#### Your task
Lay out every one of the records below as a numbered list, leaving out any blank lines.

#### Rows
• • • • •
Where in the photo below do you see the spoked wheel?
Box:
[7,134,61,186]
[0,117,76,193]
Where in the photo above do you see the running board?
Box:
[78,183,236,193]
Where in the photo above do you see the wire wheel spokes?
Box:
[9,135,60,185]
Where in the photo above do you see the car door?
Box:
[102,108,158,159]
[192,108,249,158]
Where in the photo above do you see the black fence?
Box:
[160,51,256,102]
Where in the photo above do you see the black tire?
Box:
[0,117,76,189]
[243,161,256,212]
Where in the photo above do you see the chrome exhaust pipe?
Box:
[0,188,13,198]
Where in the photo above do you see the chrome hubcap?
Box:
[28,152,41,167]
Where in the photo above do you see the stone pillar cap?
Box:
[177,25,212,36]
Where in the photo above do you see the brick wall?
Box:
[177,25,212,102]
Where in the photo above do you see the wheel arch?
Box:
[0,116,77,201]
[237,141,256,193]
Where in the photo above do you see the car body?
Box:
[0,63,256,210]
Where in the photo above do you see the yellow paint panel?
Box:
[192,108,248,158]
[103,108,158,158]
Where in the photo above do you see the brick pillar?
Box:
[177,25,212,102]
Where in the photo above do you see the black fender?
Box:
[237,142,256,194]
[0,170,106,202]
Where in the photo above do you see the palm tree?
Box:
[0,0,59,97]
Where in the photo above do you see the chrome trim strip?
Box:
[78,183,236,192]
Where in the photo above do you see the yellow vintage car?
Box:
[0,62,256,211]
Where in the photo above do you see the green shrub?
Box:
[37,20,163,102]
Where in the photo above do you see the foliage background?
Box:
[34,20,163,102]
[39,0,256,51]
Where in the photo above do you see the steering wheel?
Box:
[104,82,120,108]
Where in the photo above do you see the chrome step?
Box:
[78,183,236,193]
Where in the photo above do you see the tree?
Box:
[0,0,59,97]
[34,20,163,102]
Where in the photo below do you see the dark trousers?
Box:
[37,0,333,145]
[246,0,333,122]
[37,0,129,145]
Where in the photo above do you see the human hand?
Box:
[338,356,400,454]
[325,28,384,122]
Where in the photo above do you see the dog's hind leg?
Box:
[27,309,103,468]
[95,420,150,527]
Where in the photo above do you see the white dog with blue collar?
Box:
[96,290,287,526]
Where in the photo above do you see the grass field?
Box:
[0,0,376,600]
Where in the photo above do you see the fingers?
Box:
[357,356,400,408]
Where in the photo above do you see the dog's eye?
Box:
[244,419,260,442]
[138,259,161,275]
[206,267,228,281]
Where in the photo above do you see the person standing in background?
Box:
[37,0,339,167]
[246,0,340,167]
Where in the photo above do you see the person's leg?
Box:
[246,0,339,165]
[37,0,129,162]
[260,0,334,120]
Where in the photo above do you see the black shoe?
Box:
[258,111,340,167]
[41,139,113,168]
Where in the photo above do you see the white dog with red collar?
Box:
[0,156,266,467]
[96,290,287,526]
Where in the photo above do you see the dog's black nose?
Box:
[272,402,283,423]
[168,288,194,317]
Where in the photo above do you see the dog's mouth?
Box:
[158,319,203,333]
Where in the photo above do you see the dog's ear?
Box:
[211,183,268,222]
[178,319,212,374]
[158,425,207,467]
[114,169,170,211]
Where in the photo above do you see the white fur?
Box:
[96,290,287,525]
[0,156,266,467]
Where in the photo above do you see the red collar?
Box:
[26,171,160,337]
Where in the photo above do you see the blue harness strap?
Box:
• • • • •
#### Solution for this exercise
1. Where in the photo below do you see the spoked wheel?
2. Box:
3. [7,134,61,186]
4. [0,117,76,193]
5. Where in the photo above do you see the running board?
6. Box:
7. [78,183,236,193]
8. Where in the photo above do you see the wire wheel spokes?
9. Box:
10. [9,135,60,185]
11. Where in the photo above do you see the car door?
12. Box:
13. [102,108,158,159]
14. [192,108,249,158]
15. Where in the photo above do you see the black fence?
16. Box:
17. [160,51,256,102]
18. Where in the photo above do you see the black tire?
19. Box:
20. [0,117,76,189]
21. [243,161,256,212]
22. Where in the photo above do you see the chrome exhaust pipe?
23. Box:
24. [0,188,13,198]
25. Where in the photo above do you see the chrome hubcap?
26. Box:
27. [28,152,41,167]
28. Where in the photo above do you see the stone pillar cap?
29. Box:
30. [177,25,212,36]
31. Where in the photo above do you see the brick wall?
32. Box:
33. [177,25,212,102]
34. Where in the photo above do you see the wheel arch?
35. Box:
36. [0,116,77,201]
37. [237,141,256,193]
38. Where in the photo above do you see the car body?
39. Box:
40. [0,63,256,210]
41. Where in the photo above do you see the yellow paint panel?
42. Box:
43. [192,108,248,158]
44. [103,108,158,158]
45. Where in the photo above do you see the brick pillar?
46. Box:
47. [177,25,212,102]
48. Where in the photo above do you see the black fender?
49. Box:
50. [237,142,256,194]
51. [0,170,106,202]
52. Where in the photo above do you see the palm tree?
53. Box:
54. [0,0,59,97]
55. Where in the photo above do you see the chrome trim strip?
56. Box:
57. [78,183,236,192]
58. Where in the photo above do you see the yellow vintage car?
59. Box:
60. [0,62,256,211]
61. Where in the photo above do you see the green shrub?
62. Box:
63. [37,20,163,102]
64. Where in the photo above do you see the foliage background?
65. Box:
66. [34,20,163,102]
67. [39,0,256,51]
68. Where in the photo above do you see the steering wheel?
69. Box:
70. [104,82,120,108]
71. Where in the photo above do you see the chrome step?
72. Box:
73. [78,183,236,193]
74. Where in the photo above do you see the tree?
75. Box:
76. [0,0,59,97]
77. [34,20,163,102]
78. Where in the photo below do you see the dark trousers?
79. Box:
80. [37,0,333,145]
81. [246,0,333,122]
82. [37,0,129,145]
83. Where in the photo above do you see the human hand?
84. Box:
85. [338,356,400,454]
86. [325,28,384,122]
87. Where in the photo above do you see the dog's hind leg?
88. Box:
89. [27,309,103,468]
90. [95,420,150,527]
91. Where in the photo above do you see the white dog with blue collar?
92. Box:
93. [96,290,287,526]
94. Where in the photo above do you see the grass field?
95. Box:
96. [0,0,376,600]
97. Where in the photo above do you see the fingers?
98. Box:
99. [357,356,400,408]
100. Where in the photo above do you see the dog's eye?
101. Box:
102. [244,419,260,442]
103. [138,259,161,275]
104. [206,267,228,281]
105. Where in the photo above do you see the person standing in background?
106. Box:
107. [37,0,339,167]
108. [246,0,340,167]
109. Where in the photo above do you see the person's leg?
110. Box:
111. [246,0,339,165]
112. [37,0,129,162]
113. [260,0,334,120]
114. Where in the photo above do you see the black shoe?
115. Box:
116. [258,111,340,167]
117. [41,139,113,168]
118. Where in the photo above do you see the white dog with red collar?
119. Box:
120. [0,156,266,467]
121. [96,290,287,526]
122. Where in the photo above do you see the dog's black nose?
123. Box:
124. [272,402,283,423]
125. [168,288,194,317]
126. Where in the photo above do you see the dog's mouth?
127. Box:
128. [158,319,203,333]
129. Where in the photo above do you see the dog's ear?
130. Box:
131. [211,183,268,222]
132. [178,319,212,374]
133. [158,425,207,467]
134. [114,169,170,211]
135. Where in the photo above do you see the white fur?
136. Box:
137. [96,290,287,525]
138. [0,156,266,467]
139. Where in the photo above do you see the red collar?
140. Box:
141. [26,171,160,337]
142. Where in the photo above do you see the blue harness strap?
143. Box:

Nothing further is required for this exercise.